> What is being asked
Please give back the lines below word for word, leaving out the pictures.

> Exercise material
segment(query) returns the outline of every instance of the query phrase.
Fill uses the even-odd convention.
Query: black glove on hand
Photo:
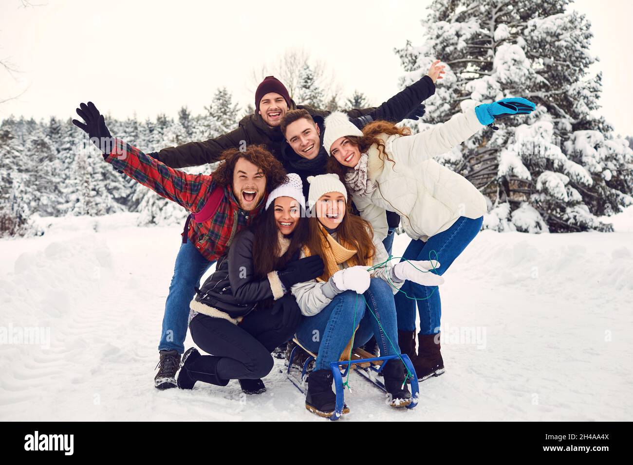
[[[425,107],[424,106],[424,105],[423,105],[422,104],[420,104],[419,105],[418,105],[417,107],[415,108],[415,109],[414,109],[410,113],[407,115],[403,119],[413,120],[414,121],[417,121],[423,116],[424,116],[424,113],[426,112],[425,108]]]
[[[292,285],[317,278],[323,274],[325,265],[321,257],[313,255],[289,262],[285,268],[277,271],[279,280],[290,290]]]
[[[281,319],[282,325],[291,328],[294,332],[301,321],[301,310],[299,308],[294,296],[292,294],[286,294],[281,299],[275,301],[270,314],[276,314],[280,310],[284,312]]]
[[[88,102],[87,105],[80,103],[79,106],[80,108],[77,109],[77,115],[81,116],[85,123],[84,124],[77,120],[73,120],[73,124],[87,133],[91,142],[103,152],[105,158],[114,147],[114,138],[108,130],[103,120],[103,115],[99,113],[97,107],[92,102]]]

> Response
segment(query) returns the outline of every instance of the query phrase.
Fill uses the even-odd convention.
Query: black glove on hand
Photo:
[[[425,107],[424,106],[424,105],[423,105],[422,104],[420,104],[419,105],[418,105],[417,107],[415,108],[415,109],[414,109],[410,113],[407,115],[403,119],[413,120],[414,121],[417,121],[423,116],[424,116],[424,113],[426,112],[425,108]]]
[[[292,285],[317,278],[323,274],[325,265],[321,257],[313,255],[289,262],[285,268],[277,271],[279,280],[290,290]]]
[[[281,319],[282,325],[291,328],[294,332],[301,321],[301,310],[299,308],[294,296],[292,294],[286,294],[281,299],[275,301],[270,314],[276,314],[280,310],[284,312]]]
[[[88,102],[87,105],[80,103],[79,106],[80,108],[77,109],[77,115],[81,116],[85,123],[84,124],[77,120],[73,120],[73,124],[87,133],[91,142],[103,152],[105,158],[114,147],[114,138],[108,130],[103,120],[103,115],[99,113],[97,107],[92,102]]]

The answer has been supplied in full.